**Exercise objective:**
Carry on the news report about Dr. Ron Cook's plans for a safe Thanksgiving, starting right after its final sentence.

**Document text:**
+++

Lubbock Health Authority Dr. Ron Cook said a safe Thanksgiving celebration is possible. At a Tuesday news conference, Cook shared what his family will be doing for the holiday.

“There’s about 10 of us,” Cook said. “We’re going to set up the food in the garage. We’re going to be eating outside. We’re going to isolate ourselves by family units that live together.”

He said each family member will serve themselves, sanitizing their hands before touching any shared utensils. They’ll sit at distanced tables, households grouped together, and wear masks when they’re not eating.

It’s different. But it will minimize the risks of spreading the coronavirus. And Cook will still get to enjoy dessert.

The Centers for Disease Control encourages people to not gather this holiday season, as coronavirus cases surge across the country. But if you’re going to, Cook’s strategy is in line with national recommendations.

“Our groups need to be smaller. It needs to be socially distanced. And it needs to be among those people who are living in your household,” Cook added.

+++

**Data:**
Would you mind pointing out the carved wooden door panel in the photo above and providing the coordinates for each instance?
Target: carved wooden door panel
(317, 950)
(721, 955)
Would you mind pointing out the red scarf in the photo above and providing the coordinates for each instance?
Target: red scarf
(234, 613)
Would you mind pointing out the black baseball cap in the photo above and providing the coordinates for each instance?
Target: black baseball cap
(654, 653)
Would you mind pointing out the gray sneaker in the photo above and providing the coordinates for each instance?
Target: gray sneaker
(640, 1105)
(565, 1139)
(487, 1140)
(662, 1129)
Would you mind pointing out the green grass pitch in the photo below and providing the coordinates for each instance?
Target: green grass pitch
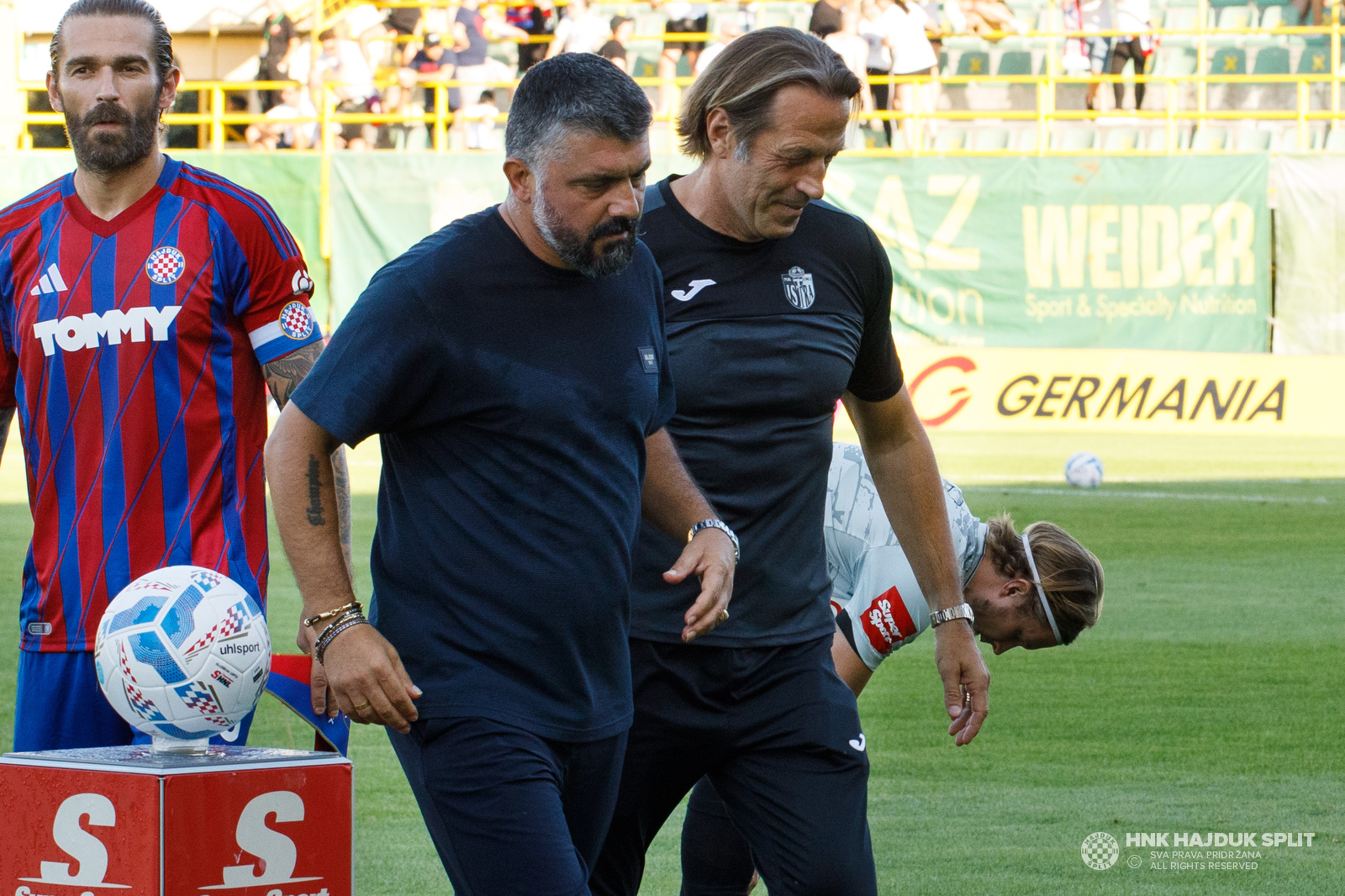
(1210, 698)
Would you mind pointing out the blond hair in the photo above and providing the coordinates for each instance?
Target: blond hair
(1071, 575)
(746, 77)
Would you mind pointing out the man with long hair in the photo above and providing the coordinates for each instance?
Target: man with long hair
(145, 304)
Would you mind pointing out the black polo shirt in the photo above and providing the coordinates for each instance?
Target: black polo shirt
(763, 340)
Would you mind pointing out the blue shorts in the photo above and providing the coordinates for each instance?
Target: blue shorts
(60, 705)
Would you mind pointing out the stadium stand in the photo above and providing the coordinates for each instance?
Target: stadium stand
(1226, 76)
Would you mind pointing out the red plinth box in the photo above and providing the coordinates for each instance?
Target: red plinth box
(127, 821)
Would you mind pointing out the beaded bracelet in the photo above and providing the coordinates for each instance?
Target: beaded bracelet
(353, 606)
(330, 635)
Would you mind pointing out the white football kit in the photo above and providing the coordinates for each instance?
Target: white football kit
(874, 593)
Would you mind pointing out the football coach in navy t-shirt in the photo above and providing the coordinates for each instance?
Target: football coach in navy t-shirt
(514, 366)
(777, 306)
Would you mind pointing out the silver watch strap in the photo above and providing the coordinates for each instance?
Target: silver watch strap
(716, 524)
(961, 611)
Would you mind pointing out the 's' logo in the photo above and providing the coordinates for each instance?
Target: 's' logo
(296, 320)
(76, 333)
(798, 288)
(77, 842)
(697, 286)
(165, 266)
(277, 853)
(50, 282)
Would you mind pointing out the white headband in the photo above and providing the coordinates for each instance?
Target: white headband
(1036, 580)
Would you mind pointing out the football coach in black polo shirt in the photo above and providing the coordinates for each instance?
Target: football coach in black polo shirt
(514, 366)
(777, 307)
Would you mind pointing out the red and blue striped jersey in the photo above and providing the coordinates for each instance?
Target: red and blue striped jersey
(134, 351)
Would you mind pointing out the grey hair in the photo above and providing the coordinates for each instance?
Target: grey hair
(567, 93)
(161, 49)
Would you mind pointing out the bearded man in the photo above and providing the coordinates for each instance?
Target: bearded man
(515, 369)
(143, 304)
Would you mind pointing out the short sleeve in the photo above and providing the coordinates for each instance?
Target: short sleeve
(272, 288)
(381, 369)
(667, 393)
(878, 370)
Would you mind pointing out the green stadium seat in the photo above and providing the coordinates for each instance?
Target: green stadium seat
(990, 139)
(1210, 140)
(1315, 61)
(1228, 61)
(974, 62)
(1253, 140)
(948, 139)
(1271, 60)
(1075, 140)
(1015, 62)
(1121, 140)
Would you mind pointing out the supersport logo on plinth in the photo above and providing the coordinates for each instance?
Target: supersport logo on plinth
(235, 829)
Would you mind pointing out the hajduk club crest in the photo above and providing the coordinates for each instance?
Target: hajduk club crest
(798, 288)
(165, 266)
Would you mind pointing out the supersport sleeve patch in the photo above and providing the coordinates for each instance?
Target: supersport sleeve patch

+++

**The answer:**
There’s concern irresponsible Thanksgiving gatherings will exacerbate the rampant community spread Lubbock’s experienced since September. City of Lubbock Health Department Director Katherine Wells said smaller gatherings are driving COVID-19 cases.

“Our surge in cases is not due to superspreader events,” Wells explained. “But it’s the accumulation of thousands of decisions that are made across the community to ignore public health guidance of wearing a mask, staying home when you are sick and keeping physically distant.”

The city on Tuesday surpassed 30,000 total confirmed cases since mid-March. After being diagnosed with the virus, 325 Lubbockites have died. Wells said it’s become normal to receive over 500 positive test results a day.

“We need to make sure that the decisions that we make through the holidays don’t do anything to increase the number of daily cases that we continue to see,” Wells said.

The city’s hospital systems continue to be strained. On Tuesday, 335 people were hospitalized with complications of COVID-19, with a record-high 102 people requiring intensive care. The city reported 17 remaining hospital beds, the highest amount in days.

During the Tuesday news conference, Cook referenced what happened in Canada following its Thanksgiving holiday in October. Two weeks later, the country saw an uptick in COVID cases. Lubbock, and other cities, have seen notable increases in cases following holidays.

“We can’t afford to have that happen here,” Cook said. “Our hospitals, our emergency rooms and our ICUs are saturated. We cannot tolerate and handle any increase in the cases than we already have coming in.”

Almost 8,500 Texans are hospitalized with COVID-19 complications.